Stored items from a collection:
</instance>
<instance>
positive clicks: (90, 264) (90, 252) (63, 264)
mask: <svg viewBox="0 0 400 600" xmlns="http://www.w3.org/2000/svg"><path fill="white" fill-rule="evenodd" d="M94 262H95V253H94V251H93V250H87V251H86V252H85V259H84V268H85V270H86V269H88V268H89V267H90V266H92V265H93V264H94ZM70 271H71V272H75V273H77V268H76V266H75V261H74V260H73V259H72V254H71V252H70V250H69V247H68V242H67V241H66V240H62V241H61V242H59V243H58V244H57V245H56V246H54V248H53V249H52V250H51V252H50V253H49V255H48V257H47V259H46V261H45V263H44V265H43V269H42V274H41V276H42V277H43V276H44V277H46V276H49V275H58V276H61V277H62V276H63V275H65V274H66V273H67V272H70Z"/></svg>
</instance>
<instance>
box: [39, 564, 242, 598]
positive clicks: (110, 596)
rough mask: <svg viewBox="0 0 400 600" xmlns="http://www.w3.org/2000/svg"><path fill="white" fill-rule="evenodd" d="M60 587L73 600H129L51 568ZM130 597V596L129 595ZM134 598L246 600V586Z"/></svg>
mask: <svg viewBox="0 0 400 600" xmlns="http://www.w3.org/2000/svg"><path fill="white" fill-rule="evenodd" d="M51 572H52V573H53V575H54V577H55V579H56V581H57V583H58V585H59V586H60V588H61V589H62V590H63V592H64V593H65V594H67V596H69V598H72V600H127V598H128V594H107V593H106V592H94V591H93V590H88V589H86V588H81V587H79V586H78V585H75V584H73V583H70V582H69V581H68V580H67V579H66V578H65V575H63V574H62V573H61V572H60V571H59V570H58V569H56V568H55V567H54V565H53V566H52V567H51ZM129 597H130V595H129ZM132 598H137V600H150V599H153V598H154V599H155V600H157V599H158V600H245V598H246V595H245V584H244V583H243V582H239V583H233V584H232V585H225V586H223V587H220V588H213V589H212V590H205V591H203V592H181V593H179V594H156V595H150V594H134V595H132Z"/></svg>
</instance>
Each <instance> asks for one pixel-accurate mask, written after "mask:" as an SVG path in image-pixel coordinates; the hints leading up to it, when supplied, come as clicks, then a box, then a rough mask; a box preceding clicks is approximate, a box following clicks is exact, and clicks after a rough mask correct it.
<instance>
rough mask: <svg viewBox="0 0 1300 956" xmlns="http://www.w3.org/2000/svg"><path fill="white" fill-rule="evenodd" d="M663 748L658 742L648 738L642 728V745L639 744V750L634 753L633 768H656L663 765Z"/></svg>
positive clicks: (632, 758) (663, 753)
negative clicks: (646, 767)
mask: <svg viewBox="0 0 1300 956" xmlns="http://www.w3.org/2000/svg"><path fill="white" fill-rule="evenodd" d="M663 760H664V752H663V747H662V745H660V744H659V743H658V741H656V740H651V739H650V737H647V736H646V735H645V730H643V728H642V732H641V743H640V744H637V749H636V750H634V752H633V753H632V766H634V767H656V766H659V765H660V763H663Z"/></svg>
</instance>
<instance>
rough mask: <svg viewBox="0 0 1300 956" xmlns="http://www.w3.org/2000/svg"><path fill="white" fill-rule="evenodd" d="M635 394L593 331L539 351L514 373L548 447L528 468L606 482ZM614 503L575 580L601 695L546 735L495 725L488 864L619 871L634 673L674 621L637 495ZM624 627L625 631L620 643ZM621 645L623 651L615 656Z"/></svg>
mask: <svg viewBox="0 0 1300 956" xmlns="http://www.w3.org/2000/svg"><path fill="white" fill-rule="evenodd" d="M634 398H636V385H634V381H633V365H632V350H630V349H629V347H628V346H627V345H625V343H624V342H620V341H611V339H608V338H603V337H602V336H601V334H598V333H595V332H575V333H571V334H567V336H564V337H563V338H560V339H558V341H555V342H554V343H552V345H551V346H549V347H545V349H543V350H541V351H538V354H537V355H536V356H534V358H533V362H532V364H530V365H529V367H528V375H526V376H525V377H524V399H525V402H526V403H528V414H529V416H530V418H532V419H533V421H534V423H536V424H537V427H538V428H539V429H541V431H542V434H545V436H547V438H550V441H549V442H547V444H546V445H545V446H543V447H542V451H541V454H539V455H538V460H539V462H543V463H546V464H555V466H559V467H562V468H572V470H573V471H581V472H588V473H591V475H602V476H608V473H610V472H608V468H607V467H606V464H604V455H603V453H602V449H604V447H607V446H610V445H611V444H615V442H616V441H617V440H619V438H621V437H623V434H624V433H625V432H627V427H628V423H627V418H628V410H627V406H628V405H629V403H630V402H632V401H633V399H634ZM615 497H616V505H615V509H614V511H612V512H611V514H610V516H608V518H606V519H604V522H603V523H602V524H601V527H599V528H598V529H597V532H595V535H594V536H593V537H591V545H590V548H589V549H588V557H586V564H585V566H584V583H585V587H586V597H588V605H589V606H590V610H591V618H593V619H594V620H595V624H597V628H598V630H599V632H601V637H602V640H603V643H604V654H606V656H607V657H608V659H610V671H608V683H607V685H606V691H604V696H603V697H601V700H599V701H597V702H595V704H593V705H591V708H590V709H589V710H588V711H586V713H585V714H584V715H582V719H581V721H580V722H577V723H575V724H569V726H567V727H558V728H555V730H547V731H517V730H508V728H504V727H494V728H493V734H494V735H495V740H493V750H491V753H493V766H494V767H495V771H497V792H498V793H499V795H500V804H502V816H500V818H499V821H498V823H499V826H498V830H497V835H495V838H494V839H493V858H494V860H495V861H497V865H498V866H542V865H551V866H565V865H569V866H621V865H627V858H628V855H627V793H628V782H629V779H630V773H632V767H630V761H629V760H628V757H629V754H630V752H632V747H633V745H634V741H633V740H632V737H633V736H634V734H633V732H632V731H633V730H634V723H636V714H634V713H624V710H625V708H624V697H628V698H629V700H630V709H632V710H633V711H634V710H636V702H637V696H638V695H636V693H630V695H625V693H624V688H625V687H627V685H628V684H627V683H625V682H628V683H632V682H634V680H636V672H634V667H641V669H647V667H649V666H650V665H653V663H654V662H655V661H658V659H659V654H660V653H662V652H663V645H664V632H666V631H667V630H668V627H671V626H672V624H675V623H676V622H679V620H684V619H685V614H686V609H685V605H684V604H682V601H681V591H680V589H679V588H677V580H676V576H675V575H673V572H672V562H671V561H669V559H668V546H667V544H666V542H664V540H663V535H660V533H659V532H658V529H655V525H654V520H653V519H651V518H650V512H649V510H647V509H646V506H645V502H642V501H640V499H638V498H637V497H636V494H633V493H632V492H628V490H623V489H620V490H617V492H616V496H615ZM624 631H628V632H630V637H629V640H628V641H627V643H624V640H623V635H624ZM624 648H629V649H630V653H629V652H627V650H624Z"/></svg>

Brief:
Return every entry above with nothing altered.

Problem solution:
</instance>
<instance>
positive clicks: (90, 264) (90, 252) (63, 264)
mask: <svg viewBox="0 0 400 600" xmlns="http://www.w3.org/2000/svg"><path fill="white" fill-rule="evenodd" d="M94 262H95V253H94V251H93V250H87V251H86V252H85V259H84V268H85V270H86V269H88V268H89V267H90V266H92V265H93V264H94ZM70 271H71V272H75V273H77V268H76V266H75V261H74V260H73V259H72V254H71V252H70V250H69V247H68V242H67V241H66V240H62V241H61V242H59V243H58V244H57V245H56V246H54V248H53V249H52V250H51V252H50V253H49V255H48V257H47V259H46V261H45V263H44V265H43V269H42V274H41V276H42V277H43V276H44V277H46V276H49V275H58V276H61V277H62V276H63V275H65V274H66V273H67V272H70Z"/></svg>
</instance>
<instance>
box: [39, 564, 242, 598]
positive clicks: (110, 596)
rough mask: <svg viewBox="0 0 400 600" xmlns="http://www.w3.org/2000/svg"><path fill="white" fill-rule="evenodd" d="M60 587L73 600H129L51 568ZM130 597V596L129 595ZM134 598L246 600V586Z"/></svg>
mask: <svg viewBox="0 0 400 600" xmlns="http://www.w3.org/2000/svg"><path fill="white" fill-rule="evenodd" d="M51 572H52V573H53V575H54V577H55V579H56V581H57V583H58V585H59V586H60V588H61V589H62V590H63V592H64V593H65V594H67V596H69V598H72V600H127V598H128V594H107V593H106V592H94V591H93V590H88V589H86V588H81V587H79V586H78V585H75V584H73V583H70V582H69V581H68V580H67V579H66V578H65V575H63V574H62V573H61V572H60V571H59V570H58V569H56V568H55V567H54V565H53V566H52V567H51ZM129 597H130V595H129ZM132 598H137V600H150V599H153V598H154V599H155V600H157V599H158V600H245V598H246V595H245V584H244V583H243V582H239V583H233V584H232V585H225V586H223V587H220V588H213V589H212V590H205V591H203V592H181V593H179V594H156V595H150V594H134V595H132Z"/></svg>
</instance>
Each <instance> asks for one pixel-accurate mask, written after "mask:" as an SVG path in image-pixel coordinates; the hints leading up to it, when supplied, come as clicks, then a box, then a rough mask; a box preceding clicks is approximate, a box following clicks is exact, and clicks after a rough mask correct it.
<instance>
rough mask: <svg viewBox="0 0 1300 956" xmlns="http://www.w3.org/2000/svg"><path fill="white" fill-rule="evenodd" d="M663 748L658 742L648 738L642 728V745L639 744V750L634 753L633 768H656L663 765Z"/></svg>
positive clicks: (632, 758) (663, 753)
negative clicks: (646, 767)
mask: <svg viewBox="0 0 1300 956" xmlns="http://www.w3.org/2000/svg"><path fill="white" fill-rule="evenodd" d="M663 760H664V752H663V747H662V745H660V744H659V743H658V741H656V740H651V739H650V737H647V736H646V735H645V730H643V728H642V732H641V743H640V744H637V749H636V750H634V752H633V753H632V766H634V767H656V766H659V765H660V763H663Z"/></svg>
</instance>
<instance>
rough mask: <svg viewBox="0 0 1300 956" xmlns="http://www.w3.org/2000/svg"><path fill="white" fill-rule="evenodd" d="M635 394L593 331L539 351L514 373L548 447L528 468L606 482ZM614 503L575 580L601 695L546 735L495 725L488 864L619 871L634 673L674 621L637 495ZM624 627L625 631L620 643ZM621 645L623 651L615 656Z"/></svg>
mask: <svg viewBox="0 0 1300 956" xmlns="http://www.w3.org/2000/svg"><path fill="white" fill-rule="evenodd" d="M634 398H636V385H634V381H633V365H632V350H630V349H629V347H628V346H627V345H625V343H624V342H620V341H611V339H608V338H603V337H602V336H601V334H598V333H595V332H575V333H571V334H567V336H564V337H563V338H560V339H558V341H555V342H554V343H552V345H551V346H549V347H545V349H543V350H541V351H538V354H537V355H536V356H534V358H533V362H532V364H530V365H529V367H528V375H526V376H525V377H524V399H525V402H526V403H528V414H529V416H530V418H532V419H533V421H534V423H536V424H537V427H538V428H539V429H541V431H542V434H545V436H547V438H550V441H549V442H547V444H546V445H545V446H543V447H542V451H541V454H539V455H538V460H539V462H543V463H546V464H555V466H559V467H562V468H572V470H573V471H581V472H588V473H591V475H602V476H608V473H610V472H608V468H607V467H606V464H604V455H603V453H602V449H604V447H607V446H610V445H611V444H615V442H616V441H617V440H619V438H621V437H623V434H624V433H625V432H627V427H628V423H627V418H628V410H627V406H628V405H629V403H630V402H632V401H633V399H634ZM615 497H616V505H615V509H614V511H612V512H611V514H610V516H608V518H606V519H604V522H603V523H602V524H601V527H599V528H598V529H597V532H595V535H594V536H593V537H591V545H590V548H589V549H588V557H586V564H585V566H584V583H585V587H586V597H588V605H589V606H590V610H591V618H593V619H594V620H595V624H597V628H598V630H599V632H601V637H602V640H603V643H604V654H606V656H607V657H608V659H610V671H608V683H607V685H606V691H604V696H603V697H601V700H599V701H597V702H595V704H593V705H591V708H590V709H589V710H588V711H586V713H585V714H584V715H582V719H581V721H580V722H577V723H575V724H569V726H567V727H558V728H555V730H547V731H517V730H508V728H504V727H494V728H493V734H494V735H495V740H493V750H491V753H493V766H494V767H495V771H497V792H498V793H499V795H500V804H502V816H500V818H499V821H498V823H499V826H498V830H497V835H495V838H494V839H493V858H494V860H495V861H497V865H498V866H542V865H551V866H565V865H569V866H621V865H627V858H628V855H627V793H628V782H629V779H630V773H632V767H630V761H629V760H628V757H629V754H630V752H632V747H633V745H634V741H633V740H632V737H633V736H634V734H633V732H632V731H633V730H634V723H636V714H634V713H624V710H625V708H624V697H628V698H629V700H630V709H632V710H633V711H634V710H636V702H637V696H638V695H636V693H630V695H625V693H624V688H625V687H627V685H628V684H627V683H625V682H628V683H632V682H634V680H636V672H634V667H641V669H647V667H649V666H650V665H653V663H654V662H655V661H658V659H659V654H660V653H662V652H663V645H664V632H666V631H667V630H668V627H671V626H672V624H675V623H676V622H679V620H684V619H685V614H686V609H685V605H684V604H682V601H681V591H680V589H679V588H677V580H676V576H675V575H673V572H672V562H671V561H669V559H668V546H667V544H666V542H664V540H663V535H660V533H659V532H658V529H655V525H654V520H653V519H651V518H650V512H649V510H647V509H646V506H645V502H642V501H640V499H638V498H637V497H636V494H633V493H632V492H628V490H623V489H620V490H617V492H616V496H615ZM624 631H628V632H630V637H629V640H628V641H627V643H624V640H623V635H624ZM624 648H629V649H630V653H629V652H627V650H624Z"/></svg>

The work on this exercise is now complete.